» **EXERCISE DETAILS**
Put the items from the line with "I would be grateful if you could spot the brown" through the end of the items into a two-column CSV with headers item_text and answer, one row per item. Quote each field and replace line breaks with spaces.
══════════
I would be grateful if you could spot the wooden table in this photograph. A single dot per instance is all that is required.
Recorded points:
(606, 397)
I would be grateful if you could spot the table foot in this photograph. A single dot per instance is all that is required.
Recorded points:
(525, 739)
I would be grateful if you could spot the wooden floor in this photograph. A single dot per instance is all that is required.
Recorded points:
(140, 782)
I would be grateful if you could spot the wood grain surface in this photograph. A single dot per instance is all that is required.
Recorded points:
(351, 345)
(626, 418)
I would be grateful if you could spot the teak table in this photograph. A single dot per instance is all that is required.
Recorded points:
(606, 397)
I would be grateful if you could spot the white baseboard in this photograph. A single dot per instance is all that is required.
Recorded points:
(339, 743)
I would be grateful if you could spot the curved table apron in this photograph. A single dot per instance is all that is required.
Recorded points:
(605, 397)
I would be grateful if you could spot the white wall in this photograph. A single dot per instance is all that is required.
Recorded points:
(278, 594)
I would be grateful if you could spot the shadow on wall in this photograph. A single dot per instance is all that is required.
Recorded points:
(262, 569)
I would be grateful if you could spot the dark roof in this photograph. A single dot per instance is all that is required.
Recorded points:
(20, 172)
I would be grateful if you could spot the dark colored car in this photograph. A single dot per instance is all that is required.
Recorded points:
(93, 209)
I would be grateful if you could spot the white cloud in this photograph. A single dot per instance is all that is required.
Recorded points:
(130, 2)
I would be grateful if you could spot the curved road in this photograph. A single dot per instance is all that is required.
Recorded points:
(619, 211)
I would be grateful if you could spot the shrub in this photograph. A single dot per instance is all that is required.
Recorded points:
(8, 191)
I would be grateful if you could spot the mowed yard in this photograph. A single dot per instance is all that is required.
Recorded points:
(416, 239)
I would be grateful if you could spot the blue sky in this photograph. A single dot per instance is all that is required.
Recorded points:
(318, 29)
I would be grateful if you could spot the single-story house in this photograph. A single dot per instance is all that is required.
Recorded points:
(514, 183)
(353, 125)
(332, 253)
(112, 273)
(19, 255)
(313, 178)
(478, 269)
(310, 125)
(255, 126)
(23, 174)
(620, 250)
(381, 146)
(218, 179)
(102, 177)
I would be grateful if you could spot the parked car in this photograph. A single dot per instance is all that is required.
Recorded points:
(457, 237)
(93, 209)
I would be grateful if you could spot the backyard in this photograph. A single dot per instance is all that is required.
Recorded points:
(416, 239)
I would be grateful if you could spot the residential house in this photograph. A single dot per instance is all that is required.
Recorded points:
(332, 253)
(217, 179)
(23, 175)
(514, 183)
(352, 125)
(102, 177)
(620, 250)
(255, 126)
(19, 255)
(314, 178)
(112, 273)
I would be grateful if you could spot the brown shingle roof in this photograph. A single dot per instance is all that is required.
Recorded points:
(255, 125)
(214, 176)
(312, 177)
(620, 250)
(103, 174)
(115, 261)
══════════
» **RESPONSE TO THIS TASK**
item_text,answer
"I would be grateful if you could spot the brown shingle roof in this photograph. A single dot per instance is all that is required. Recorded points:","(255, 125) (214, 176) (312, 177) (620, 250) (103, 174) (115, 261)"